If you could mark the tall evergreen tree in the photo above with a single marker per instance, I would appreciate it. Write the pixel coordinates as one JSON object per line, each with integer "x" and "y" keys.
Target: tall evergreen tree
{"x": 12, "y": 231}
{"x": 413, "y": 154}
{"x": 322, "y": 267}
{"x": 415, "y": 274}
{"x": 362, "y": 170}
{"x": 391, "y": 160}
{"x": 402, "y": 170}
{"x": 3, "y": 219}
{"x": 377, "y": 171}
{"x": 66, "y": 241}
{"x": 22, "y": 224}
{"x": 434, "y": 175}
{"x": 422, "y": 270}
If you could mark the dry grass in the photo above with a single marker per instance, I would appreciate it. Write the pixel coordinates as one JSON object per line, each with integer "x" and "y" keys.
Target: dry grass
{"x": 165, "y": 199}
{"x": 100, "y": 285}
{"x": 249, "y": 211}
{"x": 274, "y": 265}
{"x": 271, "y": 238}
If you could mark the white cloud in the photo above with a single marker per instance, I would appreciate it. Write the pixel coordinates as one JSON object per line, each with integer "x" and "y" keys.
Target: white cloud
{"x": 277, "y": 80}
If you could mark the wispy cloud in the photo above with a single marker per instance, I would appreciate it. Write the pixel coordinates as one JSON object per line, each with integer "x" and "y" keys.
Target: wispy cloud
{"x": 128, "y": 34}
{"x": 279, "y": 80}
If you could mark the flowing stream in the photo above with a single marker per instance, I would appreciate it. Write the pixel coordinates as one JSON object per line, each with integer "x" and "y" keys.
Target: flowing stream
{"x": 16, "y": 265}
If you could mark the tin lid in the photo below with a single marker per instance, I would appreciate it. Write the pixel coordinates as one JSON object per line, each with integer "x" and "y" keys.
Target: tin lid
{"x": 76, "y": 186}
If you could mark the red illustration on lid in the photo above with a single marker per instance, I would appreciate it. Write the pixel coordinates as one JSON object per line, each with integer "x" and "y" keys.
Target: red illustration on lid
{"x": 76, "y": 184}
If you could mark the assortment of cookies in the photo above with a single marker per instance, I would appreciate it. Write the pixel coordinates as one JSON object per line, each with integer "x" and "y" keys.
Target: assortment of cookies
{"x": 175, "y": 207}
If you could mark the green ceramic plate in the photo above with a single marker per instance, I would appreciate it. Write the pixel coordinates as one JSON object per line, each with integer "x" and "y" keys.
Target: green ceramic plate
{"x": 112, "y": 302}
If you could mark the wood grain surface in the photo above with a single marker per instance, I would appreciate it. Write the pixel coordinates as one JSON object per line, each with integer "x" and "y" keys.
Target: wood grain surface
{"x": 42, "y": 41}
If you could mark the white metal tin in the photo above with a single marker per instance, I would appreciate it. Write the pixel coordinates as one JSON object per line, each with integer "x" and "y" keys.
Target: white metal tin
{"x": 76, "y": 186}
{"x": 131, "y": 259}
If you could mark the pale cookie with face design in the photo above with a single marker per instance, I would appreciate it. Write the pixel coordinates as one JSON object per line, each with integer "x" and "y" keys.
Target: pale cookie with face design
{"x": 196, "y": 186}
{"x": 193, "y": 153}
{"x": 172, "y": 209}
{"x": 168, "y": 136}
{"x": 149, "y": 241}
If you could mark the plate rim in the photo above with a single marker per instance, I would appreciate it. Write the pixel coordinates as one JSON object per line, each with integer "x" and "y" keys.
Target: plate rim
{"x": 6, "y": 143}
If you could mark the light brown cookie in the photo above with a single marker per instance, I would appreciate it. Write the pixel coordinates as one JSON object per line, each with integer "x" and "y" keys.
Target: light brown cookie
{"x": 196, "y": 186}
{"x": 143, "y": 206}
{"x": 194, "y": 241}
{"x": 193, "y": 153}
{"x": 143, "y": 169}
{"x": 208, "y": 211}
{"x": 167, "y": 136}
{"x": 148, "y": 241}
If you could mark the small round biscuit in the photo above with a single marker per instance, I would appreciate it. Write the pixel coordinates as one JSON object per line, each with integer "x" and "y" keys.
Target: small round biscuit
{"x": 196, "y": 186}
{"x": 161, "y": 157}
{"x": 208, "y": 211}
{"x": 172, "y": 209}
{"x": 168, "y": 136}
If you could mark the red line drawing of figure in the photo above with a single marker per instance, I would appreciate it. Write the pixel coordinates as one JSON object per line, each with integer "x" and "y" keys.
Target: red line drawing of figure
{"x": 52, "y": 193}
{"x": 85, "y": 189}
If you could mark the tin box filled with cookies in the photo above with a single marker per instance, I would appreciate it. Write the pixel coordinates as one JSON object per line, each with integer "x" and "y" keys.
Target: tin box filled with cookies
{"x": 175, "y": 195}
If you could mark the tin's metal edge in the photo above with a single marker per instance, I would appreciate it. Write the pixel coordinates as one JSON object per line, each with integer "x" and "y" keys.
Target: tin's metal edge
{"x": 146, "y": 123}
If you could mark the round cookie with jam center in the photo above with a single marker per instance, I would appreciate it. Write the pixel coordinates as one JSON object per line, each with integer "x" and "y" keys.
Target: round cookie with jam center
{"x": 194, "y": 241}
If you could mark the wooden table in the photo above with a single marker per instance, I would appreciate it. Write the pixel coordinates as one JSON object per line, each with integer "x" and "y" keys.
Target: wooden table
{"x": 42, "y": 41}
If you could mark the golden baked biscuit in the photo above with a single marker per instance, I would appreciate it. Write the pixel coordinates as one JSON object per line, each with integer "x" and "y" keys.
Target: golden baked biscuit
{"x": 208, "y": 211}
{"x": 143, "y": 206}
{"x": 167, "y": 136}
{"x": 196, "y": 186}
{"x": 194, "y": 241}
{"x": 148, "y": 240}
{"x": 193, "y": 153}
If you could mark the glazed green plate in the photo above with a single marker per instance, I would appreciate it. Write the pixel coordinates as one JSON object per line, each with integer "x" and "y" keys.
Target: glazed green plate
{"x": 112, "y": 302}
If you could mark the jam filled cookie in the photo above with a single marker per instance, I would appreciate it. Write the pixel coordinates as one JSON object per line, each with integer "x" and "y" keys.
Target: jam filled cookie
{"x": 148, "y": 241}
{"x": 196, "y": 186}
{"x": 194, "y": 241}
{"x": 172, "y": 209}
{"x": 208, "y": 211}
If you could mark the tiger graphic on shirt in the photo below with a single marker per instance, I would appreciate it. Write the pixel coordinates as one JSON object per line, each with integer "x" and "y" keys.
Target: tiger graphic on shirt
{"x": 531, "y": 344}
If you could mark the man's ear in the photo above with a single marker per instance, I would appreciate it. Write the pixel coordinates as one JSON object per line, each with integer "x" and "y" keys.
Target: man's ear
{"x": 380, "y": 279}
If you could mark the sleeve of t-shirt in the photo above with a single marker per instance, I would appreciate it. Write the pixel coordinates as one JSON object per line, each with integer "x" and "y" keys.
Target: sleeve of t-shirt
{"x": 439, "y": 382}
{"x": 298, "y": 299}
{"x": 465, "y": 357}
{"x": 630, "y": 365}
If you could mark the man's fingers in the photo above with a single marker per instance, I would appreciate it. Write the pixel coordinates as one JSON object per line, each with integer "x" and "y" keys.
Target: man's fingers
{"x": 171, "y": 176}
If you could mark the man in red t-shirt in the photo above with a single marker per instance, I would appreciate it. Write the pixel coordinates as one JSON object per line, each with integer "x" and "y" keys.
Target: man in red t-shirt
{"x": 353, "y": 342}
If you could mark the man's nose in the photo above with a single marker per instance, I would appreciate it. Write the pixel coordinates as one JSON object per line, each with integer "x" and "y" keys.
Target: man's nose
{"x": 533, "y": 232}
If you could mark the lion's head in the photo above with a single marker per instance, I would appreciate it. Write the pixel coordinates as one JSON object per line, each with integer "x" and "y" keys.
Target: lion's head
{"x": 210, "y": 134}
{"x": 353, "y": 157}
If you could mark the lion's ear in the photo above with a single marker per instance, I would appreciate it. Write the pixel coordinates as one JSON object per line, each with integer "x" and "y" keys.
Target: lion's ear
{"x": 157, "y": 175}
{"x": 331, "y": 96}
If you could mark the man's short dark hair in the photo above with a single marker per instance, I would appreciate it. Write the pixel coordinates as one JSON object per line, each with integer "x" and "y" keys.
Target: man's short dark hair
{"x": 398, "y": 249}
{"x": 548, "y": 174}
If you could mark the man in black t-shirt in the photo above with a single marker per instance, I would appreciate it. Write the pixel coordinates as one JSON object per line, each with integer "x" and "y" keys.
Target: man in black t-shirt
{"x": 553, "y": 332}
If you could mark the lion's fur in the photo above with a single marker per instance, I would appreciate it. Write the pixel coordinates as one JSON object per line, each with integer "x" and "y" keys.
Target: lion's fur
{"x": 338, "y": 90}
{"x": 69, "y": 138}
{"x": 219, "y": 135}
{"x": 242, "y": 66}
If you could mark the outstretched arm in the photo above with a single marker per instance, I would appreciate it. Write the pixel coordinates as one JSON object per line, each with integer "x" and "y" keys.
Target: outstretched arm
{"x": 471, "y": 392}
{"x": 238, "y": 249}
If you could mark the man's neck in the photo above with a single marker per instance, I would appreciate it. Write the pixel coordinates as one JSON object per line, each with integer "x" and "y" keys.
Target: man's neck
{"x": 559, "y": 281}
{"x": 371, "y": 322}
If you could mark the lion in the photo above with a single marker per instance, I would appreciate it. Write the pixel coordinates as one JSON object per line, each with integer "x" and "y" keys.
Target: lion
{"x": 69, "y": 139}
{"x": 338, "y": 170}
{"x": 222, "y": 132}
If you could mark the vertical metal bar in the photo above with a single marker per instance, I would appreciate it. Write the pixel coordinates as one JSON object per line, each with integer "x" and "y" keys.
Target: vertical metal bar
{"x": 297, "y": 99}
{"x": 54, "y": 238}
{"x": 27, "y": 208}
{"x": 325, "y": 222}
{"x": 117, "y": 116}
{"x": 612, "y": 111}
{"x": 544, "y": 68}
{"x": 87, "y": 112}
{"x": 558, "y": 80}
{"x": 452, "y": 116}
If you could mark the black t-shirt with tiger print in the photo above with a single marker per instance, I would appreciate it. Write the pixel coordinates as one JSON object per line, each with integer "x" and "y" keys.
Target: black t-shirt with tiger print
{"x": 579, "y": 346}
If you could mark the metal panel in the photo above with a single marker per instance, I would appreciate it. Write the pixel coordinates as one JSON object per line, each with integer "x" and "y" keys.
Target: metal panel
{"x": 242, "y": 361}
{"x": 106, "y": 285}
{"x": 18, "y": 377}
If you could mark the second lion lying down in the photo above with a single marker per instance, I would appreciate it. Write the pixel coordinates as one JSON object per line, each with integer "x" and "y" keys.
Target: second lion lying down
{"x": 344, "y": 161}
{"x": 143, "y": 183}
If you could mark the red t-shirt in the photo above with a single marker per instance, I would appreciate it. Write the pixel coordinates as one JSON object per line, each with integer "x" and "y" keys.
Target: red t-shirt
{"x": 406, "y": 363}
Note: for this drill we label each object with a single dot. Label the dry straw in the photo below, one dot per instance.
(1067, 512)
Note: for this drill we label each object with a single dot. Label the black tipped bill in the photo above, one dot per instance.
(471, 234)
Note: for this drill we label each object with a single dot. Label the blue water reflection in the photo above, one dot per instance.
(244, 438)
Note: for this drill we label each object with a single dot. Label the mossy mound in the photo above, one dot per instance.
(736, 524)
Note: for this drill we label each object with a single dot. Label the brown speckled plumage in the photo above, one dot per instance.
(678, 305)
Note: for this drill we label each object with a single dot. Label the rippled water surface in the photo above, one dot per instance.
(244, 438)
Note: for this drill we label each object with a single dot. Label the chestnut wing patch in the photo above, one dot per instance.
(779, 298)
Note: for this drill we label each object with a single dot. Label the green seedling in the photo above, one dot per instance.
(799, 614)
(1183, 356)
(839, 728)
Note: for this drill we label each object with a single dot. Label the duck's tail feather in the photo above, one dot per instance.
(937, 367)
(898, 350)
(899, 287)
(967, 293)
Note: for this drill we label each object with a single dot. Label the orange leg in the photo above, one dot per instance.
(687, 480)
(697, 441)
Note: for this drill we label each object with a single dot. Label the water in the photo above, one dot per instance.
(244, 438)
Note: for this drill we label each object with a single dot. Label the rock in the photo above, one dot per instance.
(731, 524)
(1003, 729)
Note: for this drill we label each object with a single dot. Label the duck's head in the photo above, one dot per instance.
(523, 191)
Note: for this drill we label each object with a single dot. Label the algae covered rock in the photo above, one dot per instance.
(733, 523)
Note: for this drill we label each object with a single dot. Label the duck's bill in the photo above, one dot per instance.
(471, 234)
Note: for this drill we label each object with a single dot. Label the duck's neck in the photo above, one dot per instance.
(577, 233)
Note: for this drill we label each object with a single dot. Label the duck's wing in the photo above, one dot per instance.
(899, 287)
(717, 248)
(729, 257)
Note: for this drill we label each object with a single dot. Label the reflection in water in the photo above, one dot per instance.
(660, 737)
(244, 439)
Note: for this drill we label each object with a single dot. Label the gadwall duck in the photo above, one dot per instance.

* * *

Work to complete
From the line holding "Label the rock" through the last line above, reproduce each line exactly and add nothing.

Written response
Note: for this drill we label each object with a single dot. Label the rock in the photo above, one dot per instance.
(731, 524)
(1003, 729)
Note: for this drill we label each object with a single dot. Label the duck's head in the photo above, one dot per instance.
(523, 191)
Note: for this drill we label each object with a single dot. Label the algae covered rock in the photo above, one dot per instance.
(733, 523)
Note: for this drill we label each object with a single dot. Label the duck's bill in the photo above, one dot per instance.
(471, 234)
Note: for this drill we label each object with a single dot. Label the duck's neck in the photo above, one dot per instance.
(577, 233)
Note: for this drill we label each object with a single dot. Label the duck's wing in the photo above, one dot per instance.
(899, 287)
(717, 248)
(729, 257)
Note: for this drill we label each object with a single dot. Label the reflection in water in the photo above, one dot per instance.
(660, 737)
(244, 439)
Note: for this drill we label each object with a single dot. Label the gadwall duck in the photo above, one dot per instance.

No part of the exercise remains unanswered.